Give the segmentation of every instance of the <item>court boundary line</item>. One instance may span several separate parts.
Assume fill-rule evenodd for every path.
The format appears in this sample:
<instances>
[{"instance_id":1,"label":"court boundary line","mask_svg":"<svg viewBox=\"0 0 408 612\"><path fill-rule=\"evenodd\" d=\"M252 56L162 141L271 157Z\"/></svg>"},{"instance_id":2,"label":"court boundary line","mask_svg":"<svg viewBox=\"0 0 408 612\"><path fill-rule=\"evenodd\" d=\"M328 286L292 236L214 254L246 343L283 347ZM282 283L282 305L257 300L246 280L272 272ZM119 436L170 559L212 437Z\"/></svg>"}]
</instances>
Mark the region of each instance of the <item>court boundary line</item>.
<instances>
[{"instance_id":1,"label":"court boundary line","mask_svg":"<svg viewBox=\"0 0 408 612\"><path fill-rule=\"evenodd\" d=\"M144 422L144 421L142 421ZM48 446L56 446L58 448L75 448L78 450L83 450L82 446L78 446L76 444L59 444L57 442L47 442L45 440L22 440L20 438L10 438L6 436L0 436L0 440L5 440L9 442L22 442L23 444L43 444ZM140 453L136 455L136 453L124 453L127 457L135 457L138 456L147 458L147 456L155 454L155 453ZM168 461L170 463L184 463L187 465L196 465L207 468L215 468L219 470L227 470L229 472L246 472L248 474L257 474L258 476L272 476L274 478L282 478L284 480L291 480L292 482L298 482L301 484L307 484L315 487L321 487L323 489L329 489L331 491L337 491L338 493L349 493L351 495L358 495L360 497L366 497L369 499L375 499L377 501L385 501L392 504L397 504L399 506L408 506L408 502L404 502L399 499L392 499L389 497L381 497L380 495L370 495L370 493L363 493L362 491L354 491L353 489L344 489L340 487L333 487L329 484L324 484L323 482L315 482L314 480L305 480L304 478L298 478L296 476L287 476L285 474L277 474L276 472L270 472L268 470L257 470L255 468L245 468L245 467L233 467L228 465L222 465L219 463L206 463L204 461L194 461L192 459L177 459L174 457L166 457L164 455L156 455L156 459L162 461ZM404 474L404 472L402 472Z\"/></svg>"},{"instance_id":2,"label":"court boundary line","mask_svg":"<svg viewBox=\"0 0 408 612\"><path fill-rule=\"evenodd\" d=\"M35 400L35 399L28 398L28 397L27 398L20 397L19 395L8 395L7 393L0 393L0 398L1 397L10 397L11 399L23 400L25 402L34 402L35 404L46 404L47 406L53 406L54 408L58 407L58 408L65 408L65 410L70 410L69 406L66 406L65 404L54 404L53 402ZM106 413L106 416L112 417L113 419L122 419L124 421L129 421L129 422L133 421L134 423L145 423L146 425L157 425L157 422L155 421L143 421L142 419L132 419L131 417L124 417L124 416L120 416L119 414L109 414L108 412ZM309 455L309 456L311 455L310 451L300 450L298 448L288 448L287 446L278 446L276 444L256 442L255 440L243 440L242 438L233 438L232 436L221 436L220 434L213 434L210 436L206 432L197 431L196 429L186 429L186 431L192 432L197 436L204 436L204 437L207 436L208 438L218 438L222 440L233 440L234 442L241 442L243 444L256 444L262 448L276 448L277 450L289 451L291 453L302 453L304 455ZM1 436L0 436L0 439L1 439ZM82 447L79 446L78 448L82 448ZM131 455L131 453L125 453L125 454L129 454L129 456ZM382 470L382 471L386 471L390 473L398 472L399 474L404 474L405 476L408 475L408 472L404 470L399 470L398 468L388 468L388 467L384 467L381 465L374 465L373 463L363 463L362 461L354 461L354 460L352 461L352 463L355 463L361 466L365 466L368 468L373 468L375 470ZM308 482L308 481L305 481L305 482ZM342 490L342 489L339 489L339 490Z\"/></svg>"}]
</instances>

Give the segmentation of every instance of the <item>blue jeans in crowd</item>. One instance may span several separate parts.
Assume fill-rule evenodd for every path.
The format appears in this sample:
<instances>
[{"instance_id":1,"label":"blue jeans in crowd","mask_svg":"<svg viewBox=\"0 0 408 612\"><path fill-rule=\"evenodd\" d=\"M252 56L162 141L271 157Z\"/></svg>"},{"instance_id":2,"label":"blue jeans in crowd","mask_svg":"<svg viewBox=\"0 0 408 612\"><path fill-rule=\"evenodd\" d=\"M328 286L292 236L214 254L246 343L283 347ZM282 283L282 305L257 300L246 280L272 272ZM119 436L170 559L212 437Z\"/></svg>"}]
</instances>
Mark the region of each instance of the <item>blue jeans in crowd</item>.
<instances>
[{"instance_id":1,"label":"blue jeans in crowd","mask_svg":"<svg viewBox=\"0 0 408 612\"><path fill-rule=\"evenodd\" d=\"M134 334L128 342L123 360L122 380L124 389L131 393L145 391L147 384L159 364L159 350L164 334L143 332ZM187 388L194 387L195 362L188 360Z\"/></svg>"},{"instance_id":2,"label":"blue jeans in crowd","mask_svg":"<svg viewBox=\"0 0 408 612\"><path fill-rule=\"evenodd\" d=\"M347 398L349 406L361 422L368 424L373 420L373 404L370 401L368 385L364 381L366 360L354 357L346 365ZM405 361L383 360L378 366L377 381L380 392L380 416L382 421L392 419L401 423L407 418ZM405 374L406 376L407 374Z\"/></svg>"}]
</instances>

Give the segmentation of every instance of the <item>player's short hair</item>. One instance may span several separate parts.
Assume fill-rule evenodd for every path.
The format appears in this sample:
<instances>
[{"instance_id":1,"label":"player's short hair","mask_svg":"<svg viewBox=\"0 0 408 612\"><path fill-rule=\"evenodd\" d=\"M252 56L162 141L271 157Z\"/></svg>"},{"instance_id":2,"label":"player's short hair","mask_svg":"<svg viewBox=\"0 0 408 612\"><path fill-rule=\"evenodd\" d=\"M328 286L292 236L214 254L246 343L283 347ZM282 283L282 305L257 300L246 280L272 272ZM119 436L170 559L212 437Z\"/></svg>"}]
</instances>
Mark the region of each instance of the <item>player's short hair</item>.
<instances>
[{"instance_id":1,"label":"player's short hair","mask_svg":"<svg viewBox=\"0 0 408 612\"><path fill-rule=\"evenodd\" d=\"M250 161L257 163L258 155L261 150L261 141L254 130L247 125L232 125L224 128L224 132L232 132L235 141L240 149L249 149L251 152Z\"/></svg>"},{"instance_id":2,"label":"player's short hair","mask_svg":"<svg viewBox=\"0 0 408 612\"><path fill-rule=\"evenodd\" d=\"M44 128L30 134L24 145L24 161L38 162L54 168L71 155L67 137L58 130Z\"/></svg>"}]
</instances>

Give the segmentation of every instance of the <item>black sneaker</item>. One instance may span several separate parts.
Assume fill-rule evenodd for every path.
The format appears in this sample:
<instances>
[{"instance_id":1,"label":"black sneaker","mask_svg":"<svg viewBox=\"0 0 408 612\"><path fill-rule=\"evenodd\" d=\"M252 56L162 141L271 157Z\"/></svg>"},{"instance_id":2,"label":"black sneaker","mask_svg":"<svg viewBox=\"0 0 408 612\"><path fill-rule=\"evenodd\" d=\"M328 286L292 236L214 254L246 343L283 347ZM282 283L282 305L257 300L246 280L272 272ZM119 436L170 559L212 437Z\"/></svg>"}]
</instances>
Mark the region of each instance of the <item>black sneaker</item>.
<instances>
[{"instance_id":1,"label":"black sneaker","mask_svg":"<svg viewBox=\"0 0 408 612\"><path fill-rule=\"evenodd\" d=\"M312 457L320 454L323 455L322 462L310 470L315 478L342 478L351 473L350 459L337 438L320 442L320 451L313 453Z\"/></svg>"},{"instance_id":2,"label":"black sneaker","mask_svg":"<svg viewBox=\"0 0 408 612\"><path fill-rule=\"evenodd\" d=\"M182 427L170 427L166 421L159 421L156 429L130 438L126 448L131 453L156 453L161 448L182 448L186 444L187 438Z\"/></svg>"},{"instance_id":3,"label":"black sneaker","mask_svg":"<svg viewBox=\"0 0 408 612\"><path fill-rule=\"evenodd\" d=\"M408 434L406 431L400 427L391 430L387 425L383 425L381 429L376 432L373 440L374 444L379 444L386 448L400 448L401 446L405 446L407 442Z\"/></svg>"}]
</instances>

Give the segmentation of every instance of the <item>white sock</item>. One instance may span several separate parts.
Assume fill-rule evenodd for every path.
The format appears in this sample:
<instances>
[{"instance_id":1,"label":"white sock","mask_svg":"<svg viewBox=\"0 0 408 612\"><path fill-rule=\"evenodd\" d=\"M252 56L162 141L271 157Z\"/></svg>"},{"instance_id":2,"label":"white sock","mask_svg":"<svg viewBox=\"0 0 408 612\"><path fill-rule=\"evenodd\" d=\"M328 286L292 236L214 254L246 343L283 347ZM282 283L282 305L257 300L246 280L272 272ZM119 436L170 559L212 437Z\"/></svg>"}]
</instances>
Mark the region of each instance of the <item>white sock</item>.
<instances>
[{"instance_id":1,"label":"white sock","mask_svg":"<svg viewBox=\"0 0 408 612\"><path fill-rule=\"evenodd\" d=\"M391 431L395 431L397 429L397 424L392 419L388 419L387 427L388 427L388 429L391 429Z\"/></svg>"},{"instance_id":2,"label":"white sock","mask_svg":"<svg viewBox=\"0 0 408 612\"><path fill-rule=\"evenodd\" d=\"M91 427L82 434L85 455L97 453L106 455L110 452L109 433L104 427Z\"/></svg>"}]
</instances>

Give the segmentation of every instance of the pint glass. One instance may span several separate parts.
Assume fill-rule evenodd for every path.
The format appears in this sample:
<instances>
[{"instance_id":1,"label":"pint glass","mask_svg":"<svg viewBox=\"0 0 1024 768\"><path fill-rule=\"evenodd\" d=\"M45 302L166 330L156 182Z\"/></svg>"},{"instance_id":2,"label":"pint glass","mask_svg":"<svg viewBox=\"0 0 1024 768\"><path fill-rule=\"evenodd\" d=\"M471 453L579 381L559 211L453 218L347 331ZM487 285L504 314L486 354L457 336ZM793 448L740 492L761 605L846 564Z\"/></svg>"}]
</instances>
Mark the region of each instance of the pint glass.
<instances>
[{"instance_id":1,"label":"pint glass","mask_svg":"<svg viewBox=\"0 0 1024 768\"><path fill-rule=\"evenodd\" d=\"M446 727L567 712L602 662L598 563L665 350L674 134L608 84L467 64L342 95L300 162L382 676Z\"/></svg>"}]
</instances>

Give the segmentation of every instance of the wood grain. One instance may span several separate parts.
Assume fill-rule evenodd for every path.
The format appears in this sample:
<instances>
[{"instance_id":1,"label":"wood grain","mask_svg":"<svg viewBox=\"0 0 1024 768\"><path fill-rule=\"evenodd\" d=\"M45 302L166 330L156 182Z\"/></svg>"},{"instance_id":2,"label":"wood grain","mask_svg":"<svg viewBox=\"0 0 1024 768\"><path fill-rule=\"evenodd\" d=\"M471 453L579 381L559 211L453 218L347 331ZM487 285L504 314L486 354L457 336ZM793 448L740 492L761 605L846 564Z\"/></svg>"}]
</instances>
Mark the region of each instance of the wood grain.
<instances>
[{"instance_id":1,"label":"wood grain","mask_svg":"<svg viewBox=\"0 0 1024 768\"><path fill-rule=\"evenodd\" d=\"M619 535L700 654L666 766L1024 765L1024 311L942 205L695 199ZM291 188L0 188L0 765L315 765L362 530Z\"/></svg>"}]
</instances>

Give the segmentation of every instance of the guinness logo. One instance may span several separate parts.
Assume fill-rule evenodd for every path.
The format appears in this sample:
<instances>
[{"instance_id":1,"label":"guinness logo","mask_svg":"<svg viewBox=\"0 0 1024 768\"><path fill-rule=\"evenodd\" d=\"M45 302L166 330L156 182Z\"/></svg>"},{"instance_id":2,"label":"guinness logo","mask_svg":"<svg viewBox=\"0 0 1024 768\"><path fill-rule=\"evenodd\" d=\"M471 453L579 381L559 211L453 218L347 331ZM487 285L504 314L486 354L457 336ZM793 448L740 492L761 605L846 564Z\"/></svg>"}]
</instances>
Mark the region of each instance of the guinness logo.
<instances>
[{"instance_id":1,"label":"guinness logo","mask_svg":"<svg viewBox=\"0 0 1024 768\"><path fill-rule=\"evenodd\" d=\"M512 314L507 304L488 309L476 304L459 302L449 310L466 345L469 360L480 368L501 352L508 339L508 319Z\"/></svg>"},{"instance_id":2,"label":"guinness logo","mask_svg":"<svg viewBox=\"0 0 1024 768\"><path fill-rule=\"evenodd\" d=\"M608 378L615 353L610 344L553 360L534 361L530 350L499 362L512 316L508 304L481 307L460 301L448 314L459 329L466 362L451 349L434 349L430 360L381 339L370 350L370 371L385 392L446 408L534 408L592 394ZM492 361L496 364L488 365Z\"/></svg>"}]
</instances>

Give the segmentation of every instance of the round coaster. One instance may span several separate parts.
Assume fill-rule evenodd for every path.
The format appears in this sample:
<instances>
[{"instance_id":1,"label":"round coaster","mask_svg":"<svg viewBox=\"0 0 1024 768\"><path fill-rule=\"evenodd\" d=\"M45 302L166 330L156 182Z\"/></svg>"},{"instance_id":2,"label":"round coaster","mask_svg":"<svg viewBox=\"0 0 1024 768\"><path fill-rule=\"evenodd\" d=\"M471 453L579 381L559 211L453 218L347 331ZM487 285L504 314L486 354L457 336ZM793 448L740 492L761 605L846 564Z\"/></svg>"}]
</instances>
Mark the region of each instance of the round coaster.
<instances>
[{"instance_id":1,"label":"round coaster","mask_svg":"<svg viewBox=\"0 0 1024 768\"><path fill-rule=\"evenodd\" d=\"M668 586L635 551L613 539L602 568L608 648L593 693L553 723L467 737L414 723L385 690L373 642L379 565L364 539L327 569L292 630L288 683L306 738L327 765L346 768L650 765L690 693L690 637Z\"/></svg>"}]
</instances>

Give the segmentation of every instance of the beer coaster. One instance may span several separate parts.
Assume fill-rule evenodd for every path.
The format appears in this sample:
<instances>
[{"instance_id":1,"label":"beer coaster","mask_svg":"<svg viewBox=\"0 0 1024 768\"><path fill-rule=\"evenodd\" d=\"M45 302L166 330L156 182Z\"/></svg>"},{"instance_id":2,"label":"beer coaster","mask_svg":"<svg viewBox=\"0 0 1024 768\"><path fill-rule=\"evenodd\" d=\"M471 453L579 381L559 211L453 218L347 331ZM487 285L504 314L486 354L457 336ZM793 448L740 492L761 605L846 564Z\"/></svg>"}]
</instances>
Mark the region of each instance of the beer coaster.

## Task to complete
Search the listing for "beer" and copy each line holding it.

## Written response
Give the segmentation of every instance of the beer coaster. One instance may span several separate parts.
[{"instance_id":1,"label":"beer coaster","mask_svg":"<svg viewBox=\"0 0 1024 768\"><path fill-rule=\"evenodd\" d=\"M45 302L166 330L156 182Z\"/></svg>"},{"instance_id":2,"label":"beer coaster","mask_svg":"<svg viewBox=\"0 0 1024 768\"><path fill-rule=\"evenodd\" d=\"M471 453L579 381L559 211L453 218L347 331ZM487 285L504 314L486 354L457 336ZM793 448L740 492L761 605L846 564Z\"/></svg>"}]
Mark the region of each instance of the beer coaster.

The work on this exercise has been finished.